» What is needed: Each of the following records is to be printed verbatim.

» Raw data:
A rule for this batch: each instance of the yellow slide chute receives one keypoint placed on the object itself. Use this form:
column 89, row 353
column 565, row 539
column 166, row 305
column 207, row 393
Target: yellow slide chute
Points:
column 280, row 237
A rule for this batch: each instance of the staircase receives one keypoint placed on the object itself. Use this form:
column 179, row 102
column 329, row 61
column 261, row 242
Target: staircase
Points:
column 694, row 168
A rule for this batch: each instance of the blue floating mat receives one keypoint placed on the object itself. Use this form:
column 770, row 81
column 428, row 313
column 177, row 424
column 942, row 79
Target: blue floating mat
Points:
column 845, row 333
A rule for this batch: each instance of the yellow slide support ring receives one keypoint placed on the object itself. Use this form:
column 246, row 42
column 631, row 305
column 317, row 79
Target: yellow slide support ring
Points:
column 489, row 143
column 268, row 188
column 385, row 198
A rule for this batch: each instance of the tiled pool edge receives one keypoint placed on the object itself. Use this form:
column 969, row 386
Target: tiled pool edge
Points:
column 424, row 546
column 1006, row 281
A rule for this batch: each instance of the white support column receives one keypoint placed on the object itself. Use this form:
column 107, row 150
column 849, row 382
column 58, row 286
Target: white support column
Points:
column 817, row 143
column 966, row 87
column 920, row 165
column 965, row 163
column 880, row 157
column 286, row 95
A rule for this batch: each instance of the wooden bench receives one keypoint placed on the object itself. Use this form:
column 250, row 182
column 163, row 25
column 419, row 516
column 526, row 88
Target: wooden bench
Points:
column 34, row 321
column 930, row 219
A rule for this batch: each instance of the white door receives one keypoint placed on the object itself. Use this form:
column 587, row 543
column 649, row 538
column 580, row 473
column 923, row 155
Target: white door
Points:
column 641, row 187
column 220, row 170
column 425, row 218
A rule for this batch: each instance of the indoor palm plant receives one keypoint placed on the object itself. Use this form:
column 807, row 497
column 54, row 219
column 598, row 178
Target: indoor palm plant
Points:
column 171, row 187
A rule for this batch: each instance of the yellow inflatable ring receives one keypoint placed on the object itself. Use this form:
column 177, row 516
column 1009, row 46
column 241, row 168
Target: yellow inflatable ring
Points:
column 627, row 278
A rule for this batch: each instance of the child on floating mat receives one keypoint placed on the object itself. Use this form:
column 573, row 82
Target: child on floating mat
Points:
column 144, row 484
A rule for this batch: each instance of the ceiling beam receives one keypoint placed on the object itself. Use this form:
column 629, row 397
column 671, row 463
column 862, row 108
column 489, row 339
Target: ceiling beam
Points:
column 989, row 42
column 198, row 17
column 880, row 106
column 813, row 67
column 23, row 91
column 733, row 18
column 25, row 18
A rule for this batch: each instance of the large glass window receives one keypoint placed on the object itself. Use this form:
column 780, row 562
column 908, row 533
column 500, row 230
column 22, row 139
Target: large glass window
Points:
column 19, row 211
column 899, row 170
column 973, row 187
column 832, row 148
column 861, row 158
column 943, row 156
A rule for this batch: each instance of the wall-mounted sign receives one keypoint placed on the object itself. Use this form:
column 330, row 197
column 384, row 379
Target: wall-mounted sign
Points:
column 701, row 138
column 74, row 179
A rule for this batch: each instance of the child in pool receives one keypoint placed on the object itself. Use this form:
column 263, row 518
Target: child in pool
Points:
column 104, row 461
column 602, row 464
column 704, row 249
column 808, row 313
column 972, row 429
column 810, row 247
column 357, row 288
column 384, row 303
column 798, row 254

» Solved exercise:
A rule for this batch: each instance of the yellow slide chute receives one keypoint placed on the object itself. Use this form:
column 89, row 353
column 565, row 539
column 166, row 305
column 207, row 393
Target: yellow slide chute
Points:
column 280, row 237
A rule for this batch: each instance of the staircase receives one keypoint placed on the object itself. Use this form:
column 179, row 102
column 329, row 61
column 261, row 242
Target: staircase
Points:
column 694, row 168
A rule for this batch: each instance of the blue floating mat receives one keypoint placed on the object itself. Use this form:
column 770, row 81
column 428, row 313
column 177, row 424
column 942, row 79
Target: blue floating mat
Points:
column 845, row 333
A rule for this batch: each instance of the yellow slide support ring receives one keypoint placed on the object itself. Use this form:
column 246, row 42
column 631, row 305
column 317, row 79
Target: yellow slide support ring
Points:
column 489, row 143
column 268, row 188
column 385, row 198
A rule for this batch: each instance of the tiled pool edge receives one keypoint placed on the object itself. Use this form:
column 969, row 386
Target: tiled pool edge
Points:
column 424, row 546
column 1006, row 281
A rule for this batch: each instance of the white support column receives one keypoint placed on the object itself. Use this form:
column 107, row 150
column 849, row 382
column 58, row 286
Target: white support column
Points:
column 817, row 143
column 966, row 87
column 920, row 165
column 965, row 163
column 880, row 157
column 286, row 95
A rule for this batch: each instance of the wooden bench receives one keypoint placed on the object itself. Use this form:
column 250, row 182
column 163, row 25
column 419, row 516
column 526, row 88
Target: wooden bench
Points:
column 34, row 321
column 930, row 219
A rule for this batch: each instance of the white door receives one keypoint placed on the object itself. Use this form:
column 587, row 543
column 649, row 538
column 580, row 473
column 923, row 155
Target: white door
Points:
column 641, row 187
column 220, row 170
column 425, row 218
A rule for this batch: each instance of the indoor palm plant receives one keypoint placed on the object itself. Use this form:
column 807, row 497
column 54, row 219
column 598, row 178
Target: indoor palm plant
Points:
column 171, row 187
A rule for this batch: each instance of the yellow inflatable ring receives one keypoint placed on the object itself. Use this form:
column 177, row 516
column 1009, row 46
column 241, row 168
Target: yellow inflatable ring
Points:
column 627, row 278
A rule for this batch: each instance of the child on floating mat receives one keypoint placed on the object itself. Use this form:
column 573, row 82
Target: child on floating mat
Points:
column 144, row 484
A rule for this batch: each instance of the ceiling beam receives one keypoint placed on the object itself. Use this form:
column 629, row 397
column 671, row 463
column 862, row 108
column 489, row 339
Target: ceiling beam
Points:
column 989, row 42
column 198, row 17
column 880, row 106
column 813, row 67
column 23, row 91
column 733, row 18
column 25, row 18
A rule for this batch: each instance of the large glass window receives one keypoint placed on the object itself. Use this form:
column 780, row 562
column 908, row 533
column 500, row 230
column 22, row 139
Target: large glass window
Points:
column 19, row 211
column 899, row 170
column 973, row 187
column 832, row 148
column 861, row 158
column 943, row 156
A rule for this batch: each instance of the wall-mounted sign receives one keypoint placed on the object itself. Use this form:
column 330, row 197
column 384, row 379
Target: wall-mounted sign
Points:
column 701, row 138
column 74, row 179
A rule for this batch: each instance of the child in pool receives one keypoint placed on the object itself. Use this form:
column 263, row 518
Target: child in pool
Points:
column 104, row 461
column 602, row 464
column 704, row 249
column 808, row 313
column 972, row 429
column 810, row 247
column 357, row 288
column 384, row 303
column 798, row 254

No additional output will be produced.